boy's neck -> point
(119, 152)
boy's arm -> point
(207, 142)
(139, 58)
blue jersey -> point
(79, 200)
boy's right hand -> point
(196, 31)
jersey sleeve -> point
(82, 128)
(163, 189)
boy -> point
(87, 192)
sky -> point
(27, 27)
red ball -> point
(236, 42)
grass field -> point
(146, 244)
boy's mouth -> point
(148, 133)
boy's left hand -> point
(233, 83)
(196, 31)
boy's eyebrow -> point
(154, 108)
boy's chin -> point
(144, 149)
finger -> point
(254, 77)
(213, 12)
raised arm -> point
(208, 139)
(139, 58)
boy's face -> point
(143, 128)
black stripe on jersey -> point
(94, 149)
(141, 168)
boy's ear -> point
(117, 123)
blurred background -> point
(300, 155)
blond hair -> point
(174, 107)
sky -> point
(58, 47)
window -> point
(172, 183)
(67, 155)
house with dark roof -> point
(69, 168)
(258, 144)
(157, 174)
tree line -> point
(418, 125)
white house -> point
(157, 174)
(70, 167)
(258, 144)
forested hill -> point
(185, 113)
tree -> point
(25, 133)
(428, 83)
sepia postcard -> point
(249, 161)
========
**PROBLEM REQUIREMENTS:** Give back all of the entries above, unchanged in every word.

**SOLUTION TO THIS TASK:**
boy's neck -> point
(119, 152)
boy's arm -> point
(207, 142)
(139, 58)
blue jersey -> point
(79, 200)
boy's right hand -> point
(196, 31)
jersey sleeve -> point
(82, 128)
(163, 189)
boy -> point
(87, 192)
sky -> point
(27, 27)
red ball -> point
(236, 42)
grass field -> point
(146, 244)
boy's mouth -> point
(148, 133)
boy's left hand -> point
(233, 83)
(196, 31)
boy's eyebrow -> point
(154, 108)
boy's chin -> point
(144, 149)
finger -> point
(254, 77)
(213, 12)
raised arm -> point
(208, 139)
(139, 58)
boy's face -> point
(143, 128)
black stripe on jersey -> point
(94, 149)
(141, 168)
boy's ear -> point
(117, 123)
blurred background -> point
(300, 155)
blond hair -> point
(174, 107)
sky -> point
(58, 47)
window -> point
(172, 183)
(67, 155)
house with dark roof -> point
(69, 168)
(258, 144)
(157, 174)
tree line -> point
(418, 125)
white house -> point
(157, 174)
(70, 167)
(258, 144)
forested hill -> point
(185, 113)
tree -> point
(25, 133)
(428, 83)
sepia postcard -> point
(249, 161)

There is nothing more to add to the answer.